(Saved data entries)
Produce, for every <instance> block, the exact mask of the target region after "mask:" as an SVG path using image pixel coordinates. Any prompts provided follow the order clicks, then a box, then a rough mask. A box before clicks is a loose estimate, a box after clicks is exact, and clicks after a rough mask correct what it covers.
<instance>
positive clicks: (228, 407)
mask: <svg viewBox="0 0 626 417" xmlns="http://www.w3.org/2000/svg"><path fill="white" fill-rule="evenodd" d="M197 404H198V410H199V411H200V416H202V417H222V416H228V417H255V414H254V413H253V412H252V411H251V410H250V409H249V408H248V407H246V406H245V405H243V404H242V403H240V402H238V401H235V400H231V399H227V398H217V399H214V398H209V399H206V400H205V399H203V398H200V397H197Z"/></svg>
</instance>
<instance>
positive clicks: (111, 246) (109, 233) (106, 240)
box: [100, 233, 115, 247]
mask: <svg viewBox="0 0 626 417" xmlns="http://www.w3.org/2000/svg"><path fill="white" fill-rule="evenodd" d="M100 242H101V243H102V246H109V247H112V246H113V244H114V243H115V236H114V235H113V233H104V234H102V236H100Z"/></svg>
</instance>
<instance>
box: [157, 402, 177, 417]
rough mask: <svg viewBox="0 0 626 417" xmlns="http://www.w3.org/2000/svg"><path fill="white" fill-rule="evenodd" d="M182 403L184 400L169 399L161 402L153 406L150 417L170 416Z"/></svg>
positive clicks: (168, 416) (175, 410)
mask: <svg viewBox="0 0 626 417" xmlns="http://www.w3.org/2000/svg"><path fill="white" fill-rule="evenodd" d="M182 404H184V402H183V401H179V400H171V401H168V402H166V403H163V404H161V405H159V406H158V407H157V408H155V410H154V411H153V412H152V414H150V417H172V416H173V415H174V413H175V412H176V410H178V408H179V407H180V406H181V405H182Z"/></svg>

Exercise aim: Please, from the entries above, set down exactly the lines from the one containing "box: [100, 233, 115, 247]" through the one containing "rough mask: <svg", and only those.

Answer to this task:
box: [100, 233, 115, 247]
mask: <svg viewBox="0 0 626 417" xmlns="http://www.w3.org/2000/svg"><path fill="white" fill-rule="evenodd" d="M100 242H101V243H102V246H109V247H112V246H113V244H114V243H115V236H114V235H113V233H104V234H102V236H100Z"/></svg>
</instance>
<instance>
box: [157, 402, 177, 417]
rough mask: <svg viewBox="0 0 626 417" xmlns="http://www.w3.org/2000/svg"><path fill="white" fill-rule="evenodd" d="M182 403L184 400L169 399L161 402L153 406L150 417L170 416Z"/></svg>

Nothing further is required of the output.